═════ Task inputs
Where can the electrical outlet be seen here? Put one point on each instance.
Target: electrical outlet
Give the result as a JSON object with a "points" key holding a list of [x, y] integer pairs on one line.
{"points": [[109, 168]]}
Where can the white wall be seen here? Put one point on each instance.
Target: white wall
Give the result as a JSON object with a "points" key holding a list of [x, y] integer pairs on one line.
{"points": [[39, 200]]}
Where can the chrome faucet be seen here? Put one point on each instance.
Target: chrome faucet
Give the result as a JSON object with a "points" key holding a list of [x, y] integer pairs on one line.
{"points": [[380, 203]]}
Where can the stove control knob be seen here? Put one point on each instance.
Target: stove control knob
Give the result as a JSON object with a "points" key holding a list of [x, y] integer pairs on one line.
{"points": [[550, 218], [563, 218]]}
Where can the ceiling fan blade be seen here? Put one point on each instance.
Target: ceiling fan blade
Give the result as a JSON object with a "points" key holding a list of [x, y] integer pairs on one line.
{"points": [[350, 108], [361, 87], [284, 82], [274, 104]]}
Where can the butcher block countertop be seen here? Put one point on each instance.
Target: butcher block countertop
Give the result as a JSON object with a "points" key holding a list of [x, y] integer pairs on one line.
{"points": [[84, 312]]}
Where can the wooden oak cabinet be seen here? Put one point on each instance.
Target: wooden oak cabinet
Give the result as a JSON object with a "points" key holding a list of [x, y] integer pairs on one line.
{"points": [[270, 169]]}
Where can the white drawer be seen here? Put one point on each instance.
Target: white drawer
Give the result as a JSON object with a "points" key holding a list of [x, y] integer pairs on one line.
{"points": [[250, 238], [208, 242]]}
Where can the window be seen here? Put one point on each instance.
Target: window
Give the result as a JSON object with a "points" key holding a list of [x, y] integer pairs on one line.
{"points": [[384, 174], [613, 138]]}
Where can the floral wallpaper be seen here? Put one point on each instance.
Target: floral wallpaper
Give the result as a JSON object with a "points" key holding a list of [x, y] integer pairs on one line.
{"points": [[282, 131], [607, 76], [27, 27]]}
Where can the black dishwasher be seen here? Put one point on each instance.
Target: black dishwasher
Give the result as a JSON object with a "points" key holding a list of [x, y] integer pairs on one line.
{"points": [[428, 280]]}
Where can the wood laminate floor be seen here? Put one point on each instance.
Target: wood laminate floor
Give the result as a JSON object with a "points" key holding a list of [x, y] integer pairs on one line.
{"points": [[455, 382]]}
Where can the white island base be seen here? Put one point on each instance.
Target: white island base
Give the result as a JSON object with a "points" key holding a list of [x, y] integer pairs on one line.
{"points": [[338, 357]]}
══════════
◆ What is being asked: Of the lines in the data above, some may include the word "ceiling"; state how many, with no added words.

◆ Task result: 2